EJERCICIO CORTO 1 ::
Reproduce al pie de la letra el pasaje del texto sobre la revolución que empieza en "Mayo de 1968" y termina en "tenía que subordinarse.".
EJERCICIO CORTO 2 ::
Sigue escribiendo el texto sobre la revolución a partir del punto en que se detiene.

TEXTO DE ORIGEN ::
La palabra “revolución”, comienza diciendo Valdecantos, sugiere la idea de una agitación histórica que rompe el ritmo consabido de los hábitos, logrando que la historia recorra en pocos días un camino que, de otro modo, habría costado décadas o no se habría transitado nunca. Pero esta noción tan familiar no es, en realidad, demasiado vieja: todavía en las vísperas de las dos grandes revoluciones del siglo XVIII perduraba el sentido tradicional de la palabra, conforme al cual la revolución es un vuelco de los tiempos que permite a estos regresar a algún estado anterior. No en vano se trata de una metáfora astronómica, tomada de las órbitas de los cuerpos celestes. La revolución consistía en detener los tiempos y volver atrás, algo muy distinto a la explosión de novedad que provocaron las revoluciones estadounidense y francesa.

Mayo de 1968 fue quizá una revolución, aunque lo fue de manera bien paradójica. Mientras que Raymond Aron se apresuró a llamarla “la revolución inencontrable”, Deleuze y Guattari sentenciaron, quince años después, que en realidad no había llegado nunca a darse. Los acontecimientos de mayo constituyeron un episodio esencialmente universitario, y lo fueron, sobre todo, porque estaban diseñados para ser objeto de inagotable comentario escolar y de fatigosa conmemoración cultural. Se responderá que casi todas las revoluciones de este mundo han sido prolijamente estudiadas y celebradas, pero el caso del 68 es harto singular, porque en mayo de aquel año el estar posando para la historia era el gesto al que todo lo demás tenía que subordinarse.

DATOS MOSTRADOS ::
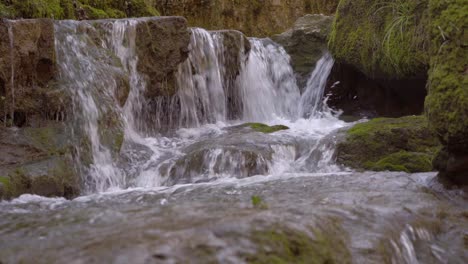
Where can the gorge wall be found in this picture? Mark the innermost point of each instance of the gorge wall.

RESPUESTA 1 ::
Mayo de 1968 fue quizá una revolución, aunque lo fue de manera bien paradójica. Mientras que Raymond Aron se apresuró a llamarla “la revolución inencontrable”, Deleuze y Guattari sentenciaron, quince años después, que en realidad no había llegado nunca a darse. Los acontecimientos de mayo constituyeron un episodio esencialmente universitario, y lo fueron, sobre todo, porque estaban diseñados para ser objeto de inagotable comentario escolar y de fatigosa conmemoración cultural. Se responderá que casi todas las revoluciones de este mundo han sido prolijamente estudiadas y celebradas, pero el caso del 68 es harto singular, porque en mayo de aquel año el estar posando para la historia era el gesto al que todo lo demás tenía que subordinarse.

RESPUESTA 2 ::
Comparando las dos grandes revoluciones del siglo XVIII, Hannah Arendt abogó por el modelo estadounidense contra el francés porque en el primero la “cuestión social” había estado ausente. La revolución francesa —la de verdad, no la de 1968— derivó pronto en una pugna de los pobres para dejar de serlo, mientras que la americana la ejecutaron hombres libres y bien alimentados para dar a los tiempos un inicio nuevo, algo que, según Arendt, constituye precisamente la esencia de la genuina revolución. La verdad es que estas revoluciones arendtianas poseen un aspecto más bien extravagante y quizá no resulten muy frecuentes, pero al menos la de Estados Unidos aspiraba al triunfo y lo logró. La gran diferencia entre la revolución estadounidense y la de mayo del 68 fue que en esta última daba igual ganar que perder, porque lo que importaba en ella era el acontecimiento mismo y su orgiástica intensidad. Es más: si hubiese triunfado como revolución (aunque no es fácil imaginar en qué habría podido consistir dicho triunfo), habría fracasado como acontecimiento.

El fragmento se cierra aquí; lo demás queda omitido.